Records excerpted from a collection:

• • • •

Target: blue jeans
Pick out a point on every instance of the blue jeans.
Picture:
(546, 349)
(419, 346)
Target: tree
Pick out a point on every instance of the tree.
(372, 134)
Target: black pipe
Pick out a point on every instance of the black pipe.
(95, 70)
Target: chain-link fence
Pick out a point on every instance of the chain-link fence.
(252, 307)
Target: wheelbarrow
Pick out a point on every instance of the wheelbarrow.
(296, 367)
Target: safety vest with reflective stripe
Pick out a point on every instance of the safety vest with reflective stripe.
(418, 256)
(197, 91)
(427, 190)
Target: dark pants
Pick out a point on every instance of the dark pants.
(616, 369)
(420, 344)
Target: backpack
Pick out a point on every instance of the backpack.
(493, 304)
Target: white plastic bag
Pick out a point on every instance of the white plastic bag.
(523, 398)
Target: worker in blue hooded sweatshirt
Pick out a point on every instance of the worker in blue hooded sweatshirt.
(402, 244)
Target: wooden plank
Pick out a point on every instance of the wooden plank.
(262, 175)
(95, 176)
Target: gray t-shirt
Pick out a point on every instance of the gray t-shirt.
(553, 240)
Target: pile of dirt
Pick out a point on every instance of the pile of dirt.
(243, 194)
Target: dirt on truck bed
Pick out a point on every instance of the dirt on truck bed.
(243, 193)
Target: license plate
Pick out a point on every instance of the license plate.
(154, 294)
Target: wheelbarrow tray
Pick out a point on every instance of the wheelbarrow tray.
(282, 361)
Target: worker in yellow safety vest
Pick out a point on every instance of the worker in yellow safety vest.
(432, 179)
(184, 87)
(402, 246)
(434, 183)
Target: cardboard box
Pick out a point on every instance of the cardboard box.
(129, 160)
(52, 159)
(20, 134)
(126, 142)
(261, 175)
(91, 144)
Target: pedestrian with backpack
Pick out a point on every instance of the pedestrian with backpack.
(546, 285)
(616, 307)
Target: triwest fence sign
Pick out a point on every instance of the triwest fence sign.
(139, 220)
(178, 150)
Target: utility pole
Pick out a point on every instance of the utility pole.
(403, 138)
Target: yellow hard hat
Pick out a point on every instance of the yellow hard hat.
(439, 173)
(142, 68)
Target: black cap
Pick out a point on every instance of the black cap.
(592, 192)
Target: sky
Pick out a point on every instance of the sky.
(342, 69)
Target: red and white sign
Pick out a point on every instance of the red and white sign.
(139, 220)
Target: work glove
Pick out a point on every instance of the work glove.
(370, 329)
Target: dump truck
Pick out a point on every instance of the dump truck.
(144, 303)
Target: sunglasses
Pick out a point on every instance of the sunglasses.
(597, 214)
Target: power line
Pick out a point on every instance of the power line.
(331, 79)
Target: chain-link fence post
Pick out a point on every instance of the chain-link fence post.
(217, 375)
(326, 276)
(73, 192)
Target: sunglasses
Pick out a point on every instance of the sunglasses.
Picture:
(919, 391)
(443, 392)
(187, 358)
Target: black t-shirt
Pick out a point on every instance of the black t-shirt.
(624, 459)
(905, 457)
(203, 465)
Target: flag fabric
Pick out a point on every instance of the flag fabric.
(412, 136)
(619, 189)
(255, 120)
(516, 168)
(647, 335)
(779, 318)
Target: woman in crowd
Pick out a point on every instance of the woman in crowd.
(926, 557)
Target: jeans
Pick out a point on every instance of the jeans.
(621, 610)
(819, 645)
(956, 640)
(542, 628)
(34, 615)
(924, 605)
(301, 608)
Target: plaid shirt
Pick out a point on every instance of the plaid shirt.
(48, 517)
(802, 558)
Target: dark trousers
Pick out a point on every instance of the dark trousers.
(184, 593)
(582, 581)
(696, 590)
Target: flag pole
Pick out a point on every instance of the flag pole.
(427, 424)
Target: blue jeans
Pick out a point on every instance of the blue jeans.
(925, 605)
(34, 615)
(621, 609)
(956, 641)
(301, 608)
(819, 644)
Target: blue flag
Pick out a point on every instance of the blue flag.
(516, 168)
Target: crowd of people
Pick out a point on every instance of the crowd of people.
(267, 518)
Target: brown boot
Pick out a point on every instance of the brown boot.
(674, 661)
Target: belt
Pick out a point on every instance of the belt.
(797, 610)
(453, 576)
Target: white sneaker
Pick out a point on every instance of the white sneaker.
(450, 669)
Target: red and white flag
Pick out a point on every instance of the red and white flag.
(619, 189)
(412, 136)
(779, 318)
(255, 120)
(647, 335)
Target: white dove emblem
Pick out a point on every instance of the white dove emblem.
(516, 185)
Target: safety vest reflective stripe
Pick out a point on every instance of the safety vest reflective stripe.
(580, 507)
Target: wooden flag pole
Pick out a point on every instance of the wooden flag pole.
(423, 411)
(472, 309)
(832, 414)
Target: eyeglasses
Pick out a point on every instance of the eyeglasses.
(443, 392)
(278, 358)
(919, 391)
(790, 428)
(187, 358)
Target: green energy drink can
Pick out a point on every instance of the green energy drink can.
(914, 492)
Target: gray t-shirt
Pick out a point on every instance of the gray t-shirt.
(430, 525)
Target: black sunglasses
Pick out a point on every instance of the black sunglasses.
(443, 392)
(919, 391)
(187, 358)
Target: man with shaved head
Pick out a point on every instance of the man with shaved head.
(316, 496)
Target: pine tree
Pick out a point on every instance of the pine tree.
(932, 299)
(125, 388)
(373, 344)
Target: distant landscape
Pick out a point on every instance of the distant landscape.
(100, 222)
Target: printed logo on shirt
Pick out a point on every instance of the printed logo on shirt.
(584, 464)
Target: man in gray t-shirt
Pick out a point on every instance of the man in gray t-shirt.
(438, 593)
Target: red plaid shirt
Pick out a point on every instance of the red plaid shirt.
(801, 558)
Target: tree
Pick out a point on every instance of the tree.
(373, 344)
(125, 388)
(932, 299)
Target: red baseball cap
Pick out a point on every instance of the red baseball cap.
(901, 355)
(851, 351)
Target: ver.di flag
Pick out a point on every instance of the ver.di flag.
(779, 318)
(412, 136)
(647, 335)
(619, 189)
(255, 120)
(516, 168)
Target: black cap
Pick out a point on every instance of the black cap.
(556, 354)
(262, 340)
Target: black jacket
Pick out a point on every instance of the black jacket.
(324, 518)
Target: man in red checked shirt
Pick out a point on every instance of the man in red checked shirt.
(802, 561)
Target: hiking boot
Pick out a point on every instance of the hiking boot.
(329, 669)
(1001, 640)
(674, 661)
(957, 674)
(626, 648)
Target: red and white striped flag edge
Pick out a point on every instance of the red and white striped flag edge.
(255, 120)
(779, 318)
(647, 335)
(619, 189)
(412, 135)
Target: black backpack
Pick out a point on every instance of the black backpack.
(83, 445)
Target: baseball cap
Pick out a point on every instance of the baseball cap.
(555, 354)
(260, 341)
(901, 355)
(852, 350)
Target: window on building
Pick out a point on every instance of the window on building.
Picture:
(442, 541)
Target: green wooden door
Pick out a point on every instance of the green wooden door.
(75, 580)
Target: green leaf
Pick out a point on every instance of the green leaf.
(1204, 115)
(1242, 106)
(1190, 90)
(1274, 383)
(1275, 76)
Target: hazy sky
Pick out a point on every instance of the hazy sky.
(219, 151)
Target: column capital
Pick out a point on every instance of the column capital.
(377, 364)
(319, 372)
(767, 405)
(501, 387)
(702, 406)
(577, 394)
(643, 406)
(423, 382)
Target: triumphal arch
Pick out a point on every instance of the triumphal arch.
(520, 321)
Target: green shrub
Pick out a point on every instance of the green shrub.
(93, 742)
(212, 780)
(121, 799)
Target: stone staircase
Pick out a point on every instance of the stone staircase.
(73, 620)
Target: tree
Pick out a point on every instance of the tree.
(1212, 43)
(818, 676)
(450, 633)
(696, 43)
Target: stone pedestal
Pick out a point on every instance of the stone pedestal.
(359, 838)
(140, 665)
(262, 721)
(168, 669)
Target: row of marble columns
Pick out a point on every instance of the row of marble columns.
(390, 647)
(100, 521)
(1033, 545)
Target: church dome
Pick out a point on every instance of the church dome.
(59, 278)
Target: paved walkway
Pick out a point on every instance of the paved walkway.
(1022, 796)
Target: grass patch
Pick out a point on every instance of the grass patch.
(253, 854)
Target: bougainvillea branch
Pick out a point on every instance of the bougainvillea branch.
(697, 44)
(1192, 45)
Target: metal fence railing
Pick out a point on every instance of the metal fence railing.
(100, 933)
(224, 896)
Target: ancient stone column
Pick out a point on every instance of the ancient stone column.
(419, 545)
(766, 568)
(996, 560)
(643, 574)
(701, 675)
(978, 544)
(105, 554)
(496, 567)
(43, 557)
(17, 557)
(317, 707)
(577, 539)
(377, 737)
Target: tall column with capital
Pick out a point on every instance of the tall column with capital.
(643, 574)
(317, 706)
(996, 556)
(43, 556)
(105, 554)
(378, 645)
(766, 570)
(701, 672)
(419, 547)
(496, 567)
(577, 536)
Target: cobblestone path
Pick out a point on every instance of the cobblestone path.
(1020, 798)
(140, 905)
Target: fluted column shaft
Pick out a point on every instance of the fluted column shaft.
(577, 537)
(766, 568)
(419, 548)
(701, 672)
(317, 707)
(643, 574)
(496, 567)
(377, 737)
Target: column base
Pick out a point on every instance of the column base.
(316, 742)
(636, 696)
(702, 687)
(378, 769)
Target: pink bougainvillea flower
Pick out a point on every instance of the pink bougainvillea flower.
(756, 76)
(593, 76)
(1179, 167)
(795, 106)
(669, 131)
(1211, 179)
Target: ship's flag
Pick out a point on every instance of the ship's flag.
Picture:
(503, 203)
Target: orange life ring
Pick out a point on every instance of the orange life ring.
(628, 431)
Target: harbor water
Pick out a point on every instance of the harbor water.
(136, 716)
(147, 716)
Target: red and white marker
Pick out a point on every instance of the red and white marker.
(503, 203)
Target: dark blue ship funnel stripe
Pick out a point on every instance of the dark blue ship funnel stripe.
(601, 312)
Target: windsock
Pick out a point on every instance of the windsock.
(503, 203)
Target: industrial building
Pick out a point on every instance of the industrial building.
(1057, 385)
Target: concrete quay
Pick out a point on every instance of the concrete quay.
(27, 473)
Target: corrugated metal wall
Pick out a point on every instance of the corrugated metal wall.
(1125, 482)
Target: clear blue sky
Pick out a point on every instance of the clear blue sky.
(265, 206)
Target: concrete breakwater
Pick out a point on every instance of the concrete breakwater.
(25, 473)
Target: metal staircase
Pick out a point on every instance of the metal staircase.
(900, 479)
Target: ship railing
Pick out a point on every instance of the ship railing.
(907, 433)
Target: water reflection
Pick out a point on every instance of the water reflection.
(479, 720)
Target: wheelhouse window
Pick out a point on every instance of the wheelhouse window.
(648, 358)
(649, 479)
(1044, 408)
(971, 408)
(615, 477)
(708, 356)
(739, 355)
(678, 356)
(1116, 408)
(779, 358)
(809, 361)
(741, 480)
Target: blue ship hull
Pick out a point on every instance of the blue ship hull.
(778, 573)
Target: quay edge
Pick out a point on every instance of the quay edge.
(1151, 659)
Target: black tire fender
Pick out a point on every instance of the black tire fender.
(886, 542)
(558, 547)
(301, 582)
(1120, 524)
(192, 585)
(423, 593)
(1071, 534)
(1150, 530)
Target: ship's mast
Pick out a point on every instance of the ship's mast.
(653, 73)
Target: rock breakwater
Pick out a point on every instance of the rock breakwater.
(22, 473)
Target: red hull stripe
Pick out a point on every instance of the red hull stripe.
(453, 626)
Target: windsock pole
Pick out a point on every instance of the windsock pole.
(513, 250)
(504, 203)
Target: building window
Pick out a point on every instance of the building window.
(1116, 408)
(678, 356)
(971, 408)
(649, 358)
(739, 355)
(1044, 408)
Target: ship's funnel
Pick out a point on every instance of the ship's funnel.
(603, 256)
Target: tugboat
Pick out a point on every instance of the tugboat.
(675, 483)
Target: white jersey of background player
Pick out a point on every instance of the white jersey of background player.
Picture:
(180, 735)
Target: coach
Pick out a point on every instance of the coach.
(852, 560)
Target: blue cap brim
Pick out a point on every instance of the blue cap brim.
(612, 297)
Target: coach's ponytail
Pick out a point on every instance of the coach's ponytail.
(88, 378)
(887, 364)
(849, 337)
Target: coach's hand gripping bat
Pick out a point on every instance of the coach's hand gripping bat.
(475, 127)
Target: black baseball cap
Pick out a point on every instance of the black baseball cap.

• • • •

Required task ▸ Every line from the one containing "Target: tugboat" through the last line of the entries must be written out verbatim, and no other line.

Result of the task ▸
Target: tugboat
Pick out a point on every instance of the tugboat.
(675, 483)
Target: white jersey of background player
Pick out a point on every instance of the white jersey of background player.
Picture:
(180, 735)
Target: coach
Pick out a point on every instance of the coach.
(852, 560)
Target: blue cap brim
Pick out a point on every instance of the blue cap brim.
(612, 297)
Target: coach's ponytail
Pick out a point on every instance of the coach's ponytail.
(88, 378)
(887, 364)
(849, 337)
Target: coach's hand gripping bat
Pick out a point on every instance of the coach's hand gripping bat.
(475, 127)
Target: black baseball cap
Pick out a point on every instance of the black baseball cap.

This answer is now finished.